Stored data entries
● ● ●
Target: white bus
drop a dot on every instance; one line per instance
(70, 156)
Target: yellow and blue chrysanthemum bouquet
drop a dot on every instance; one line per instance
● ● ●
[THE PROBLEM] Look through the entries above, find each line containing "Target", and copy it.

[TASK ANSWER]
Target: white bus
Target: yellow and blue chrysanthemum bouquet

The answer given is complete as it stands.